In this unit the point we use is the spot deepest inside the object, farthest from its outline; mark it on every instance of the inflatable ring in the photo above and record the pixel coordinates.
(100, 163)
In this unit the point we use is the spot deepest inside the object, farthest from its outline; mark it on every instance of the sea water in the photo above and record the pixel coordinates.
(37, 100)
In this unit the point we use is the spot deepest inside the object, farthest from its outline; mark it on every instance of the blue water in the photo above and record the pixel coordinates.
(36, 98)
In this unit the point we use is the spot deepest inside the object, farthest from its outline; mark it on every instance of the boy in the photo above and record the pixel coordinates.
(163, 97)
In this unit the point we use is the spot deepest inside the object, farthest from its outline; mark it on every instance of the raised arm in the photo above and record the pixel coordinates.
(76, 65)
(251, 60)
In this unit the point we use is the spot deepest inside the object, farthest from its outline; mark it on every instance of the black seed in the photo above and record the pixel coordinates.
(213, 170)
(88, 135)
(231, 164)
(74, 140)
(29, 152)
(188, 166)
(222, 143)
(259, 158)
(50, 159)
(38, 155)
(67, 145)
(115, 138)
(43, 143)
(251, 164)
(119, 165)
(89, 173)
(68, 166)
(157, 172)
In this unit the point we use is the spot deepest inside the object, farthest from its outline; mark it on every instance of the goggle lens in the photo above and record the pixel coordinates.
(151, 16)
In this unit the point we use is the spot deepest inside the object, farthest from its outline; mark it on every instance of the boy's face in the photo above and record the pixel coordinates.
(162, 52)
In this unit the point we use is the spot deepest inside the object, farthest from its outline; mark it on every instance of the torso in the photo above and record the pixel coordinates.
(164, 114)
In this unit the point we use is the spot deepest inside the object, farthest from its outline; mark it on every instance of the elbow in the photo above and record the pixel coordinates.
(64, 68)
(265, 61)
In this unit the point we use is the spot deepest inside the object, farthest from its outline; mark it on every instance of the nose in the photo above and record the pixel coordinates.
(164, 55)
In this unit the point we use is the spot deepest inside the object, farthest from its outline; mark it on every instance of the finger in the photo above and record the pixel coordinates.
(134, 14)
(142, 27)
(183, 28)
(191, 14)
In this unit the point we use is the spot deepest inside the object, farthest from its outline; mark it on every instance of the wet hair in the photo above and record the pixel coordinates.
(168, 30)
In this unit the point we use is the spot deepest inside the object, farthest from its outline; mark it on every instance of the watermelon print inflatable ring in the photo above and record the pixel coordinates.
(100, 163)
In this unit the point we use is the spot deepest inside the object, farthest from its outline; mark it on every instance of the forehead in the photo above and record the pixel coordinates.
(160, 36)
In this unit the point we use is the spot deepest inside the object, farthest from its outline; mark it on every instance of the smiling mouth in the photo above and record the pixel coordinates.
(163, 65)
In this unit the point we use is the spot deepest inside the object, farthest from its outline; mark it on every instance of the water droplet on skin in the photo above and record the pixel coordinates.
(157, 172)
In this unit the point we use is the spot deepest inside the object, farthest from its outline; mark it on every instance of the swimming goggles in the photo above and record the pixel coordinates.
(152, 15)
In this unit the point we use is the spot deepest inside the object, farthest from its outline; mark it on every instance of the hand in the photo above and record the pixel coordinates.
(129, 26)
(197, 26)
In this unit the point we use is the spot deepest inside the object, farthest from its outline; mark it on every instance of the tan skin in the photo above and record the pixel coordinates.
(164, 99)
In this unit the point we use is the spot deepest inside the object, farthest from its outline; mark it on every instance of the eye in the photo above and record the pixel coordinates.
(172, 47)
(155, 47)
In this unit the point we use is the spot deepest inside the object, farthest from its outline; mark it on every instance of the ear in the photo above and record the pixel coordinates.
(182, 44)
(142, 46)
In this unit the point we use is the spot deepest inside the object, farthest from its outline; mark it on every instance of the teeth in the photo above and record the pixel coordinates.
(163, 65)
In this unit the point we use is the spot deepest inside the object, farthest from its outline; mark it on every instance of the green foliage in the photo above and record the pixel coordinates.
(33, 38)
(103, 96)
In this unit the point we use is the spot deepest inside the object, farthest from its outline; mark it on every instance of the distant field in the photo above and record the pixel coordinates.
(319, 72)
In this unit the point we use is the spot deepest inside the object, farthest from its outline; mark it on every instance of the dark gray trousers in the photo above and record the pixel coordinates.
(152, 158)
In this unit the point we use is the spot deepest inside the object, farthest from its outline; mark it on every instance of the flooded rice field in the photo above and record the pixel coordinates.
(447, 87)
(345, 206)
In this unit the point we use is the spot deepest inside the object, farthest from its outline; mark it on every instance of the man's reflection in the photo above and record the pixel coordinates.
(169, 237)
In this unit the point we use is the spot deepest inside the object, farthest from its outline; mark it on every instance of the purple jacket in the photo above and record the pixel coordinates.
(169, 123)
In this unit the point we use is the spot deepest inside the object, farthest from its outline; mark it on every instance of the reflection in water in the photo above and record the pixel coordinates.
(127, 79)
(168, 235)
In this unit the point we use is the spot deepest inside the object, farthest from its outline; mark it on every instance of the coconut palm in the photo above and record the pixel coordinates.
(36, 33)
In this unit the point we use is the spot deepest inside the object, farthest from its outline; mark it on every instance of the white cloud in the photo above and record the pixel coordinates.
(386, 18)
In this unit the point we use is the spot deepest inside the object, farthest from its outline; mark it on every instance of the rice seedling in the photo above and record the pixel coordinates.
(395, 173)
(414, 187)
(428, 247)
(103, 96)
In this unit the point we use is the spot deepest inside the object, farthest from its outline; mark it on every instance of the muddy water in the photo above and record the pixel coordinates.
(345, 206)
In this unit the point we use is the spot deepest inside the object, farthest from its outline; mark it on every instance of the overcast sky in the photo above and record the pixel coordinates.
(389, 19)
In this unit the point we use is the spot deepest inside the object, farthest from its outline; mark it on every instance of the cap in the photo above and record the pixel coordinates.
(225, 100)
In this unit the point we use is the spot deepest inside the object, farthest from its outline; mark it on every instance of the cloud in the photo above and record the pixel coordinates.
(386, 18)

※

# DIRECTIONS
All records are to be printed again, exactly and completely.

# RESPONSE AREA
In this unit the point we use is the spot deepest inside the object, farthest from its outline; mark it on every instance of the inflatable ring in the photo above and record the pixel coordinates.
(100, 163)
In this unit the point we use is the spot deepest inside the object, farthest from its outline; mark it on every instance of the sea water in the photo above and record the pixel coordinates.
(37, 100)
In this unit the point we use is the spot deepest inside the object, farthest from its outline; mark it on every instance of the blue water in the photo above and record the pixel coordinates.
(36, 98)
In this unit the point we use is the spot deepest inside the object, farthest from its outline; mark it on every instance of the boy in the photo above and record the pixel coordinates.
(163, 97)
In this unit the point we use is the spot deepest inside the object, farthest from its outline; mark it on every instance of the raised arm in the photo above and record the pixel coordinates.
(76, 65)
(251, 60)
In this unit the point we use is the spot deepest inside the object, farthest from its outline; mark it on every instance of the black seed in the photo above and record the pixel coordinates.
(213, 170)
(88, 135)
(231, 164)
(74, 140)
(29, 152)
(188, 166)
(222, 143)
(259, 158)
(50, 159)
(38, 155)
(67, 145)
(115, 138)
(43, 143)
(251, 164)
(119, 165)
(89, 173)
(68, 166)
(157, 172)
In this unit the point we use is the spot deepest inside the object, farthest from its outline; mark it on every instance of the goggle lens in the photo above and record the pixel coordinates.
(151, 16)
In this unit the point we use is the spot deepest inside the object, farthest from its outline; mark it on every instance of the boy's face in the photo above and record the pixel coordinates.
(162, 52)
In this unit the point we use is the spot deepest inside the object, farthest from its outline; mark it on every instance of the torso in the photo above and record the pixel coordinates.
(164, 114)
In this unit the point we use is the spot deepest inside the object, farthest from its outline; mark it on every instance of the elbow in the photo above and record the pixel coordinates.
(64, 68)
(265, 61)
In this unit the point we use is the spot deepest inside the object, farthest from its outline; mark it on every instance of the nose in the photo above and record the pixel coordinates.
(164, 55)
In this unit the point we use is the spot deepest inside the object, farthest from its outline; mark it on every instance of the finger in the photo above and record the pixel coordinates.
(134, 14)
(142, 27)
(183, 28)
(191, 14)
In this unit the point we use is the spot deepest inside the object, farthest from its outline; mark it on every instance of the wet hair in the photo above and record the pixel coordinates.
(168, 30)
In this unit the point we use is the spot deepest inside the object, farthest from its outline; mark it on every instance of the watermelon print inflatable ring in the photo above and record the pixel coordinates.
(100, 163)
In this unit the point we use is the spot deepest inside the object, farthest from its outline; mark it on every instance of the forehead in the photo above and record the pixel coordinates.
(160, 36)
In this unit the point we use is the spot deepest inside the object, farthest from its outline; mark it on every instance of the smiling mouth in the photo above and record the pixel coordinates.
(163, 65)
In this unit the point we use is the spot deepest inside the object, farthest from its outline; mark it on every instance of the water droplet on skin in the photo above and record the pixel coordinates.
(157, 172)
In this unit the point we use is the spot deepest inside the object, farthest from its outline; mark it on every instance of the swimming goggles in the photo above and record the pixel coordinates.
(152, 15)
In this unit the point we use is the spot deepest inside the object, farthest from its outline; mark it on every instance of the hand in the photo above and record the pixel coordinates.
(129, 26)
(197, 26)
In this unit the point we use is the spot deepest inside the object, farthest from its outline; mark it on every instance of the tan skin in the photo above and record the pixel coordinates.
(164, 99)
In this unit the point we use is the spot deepest inside the object, farthest from its outline; mark it on every instance of the eye in the photo above and record the pixel coordinates.
(172, 47)
(155, 47)
In this unit the point we use is the spot deepest inside the object, farthest from its outline; mark it on every instance of the ear in the photo above and record the pixel coordinates.
(182, 44)
(142, 46)
In this unit the point we use is the spot deepest inside the object, farthest from its outline; mark it on every instance of the teeth in the photo above and record the pixel coordinates.
(163, 65)
In this unit the point we use is the spot deepest inside the object, farthest from its outline; mark it on every instance of the green foliage in the photo above and record the pixel coordinates.
(33, 38)
(103, 96)
In this unit the point we use is the spot deepest inside the object, farthest from its outline; mark it on every instance of the distant field in the photo above and record the pixel coordinates.
(319, 72)
In this unit the point we use is the spot deepest inside the object, farthest from its outline; mark it on every instance of the dark gray trousers in the photo above and record the pixel coordinates.
(152, 158)
In this unit the point we use is the spot deepest inside the object, farthest from its outline; mark it on every instance of the flooded rice field in the photo above and record the pixel coordinates.
(447, 87)
(345, 206)
In this unit the point we use is the spot deepest inside the object, farthest from its outline; mark it on every instance of the man's reflection in the photo above and record the pixel coordinates.
(169, 237)
In this unit the point we use is the spot deepest inside the object, farthest from its outline; mark it on every instance of the purple jacket in the photo above and record the pixel coordinates.
(169, 123)
In this unit the point we use is the spot deepest inside the object, farthest from its outline; mark it on every instance of the reflection in water in the photo above and record the pixel coordinates.
(127, 79)
(168, 235)
In this unit the point we use is the spot deepest inside the object, farthest from its outline; mark it on every instance of the coconut palm in the photo above and record the pixel coordinates.
(36, 33)
In this unit the point we use is the spot deepest inside the object, farthest from its outline; mark it on every instance of the white cloud in the photo above and record the pixel coordinates.
(386, 18)
In this unit the point we use is the spot deepest inside the object, farthest from its outline; mark it on every instance of the rice seedling in the photo above and record the pixel coordinates.
(395, 173)
(414, 187)
(428, 247)
(103, 96)
In this unit the point we use is the spot deepest inside the object, farthest from its outline; mark it on every instance of the muddy water in the photo above and record the pixel coordinates.
(345, 206)
In this unit the point we use is the spot deepest inside the object, farthest from its outline; mark it on every instance of the overcast sky in the photo above and record the pixel coordinates.
(389, 19)
In this unit the point we use is the spot deepest inside the object, farthest from its outline; mark it on every instance of the cap in the photo above and record the pixel coordinates.
(225, 100)
In this unit the point we use is the spot deepest inside the object, farthest from its outline; mark it on every instance of the cloud in the photo above and record the pixel coordinates.
(386, 18)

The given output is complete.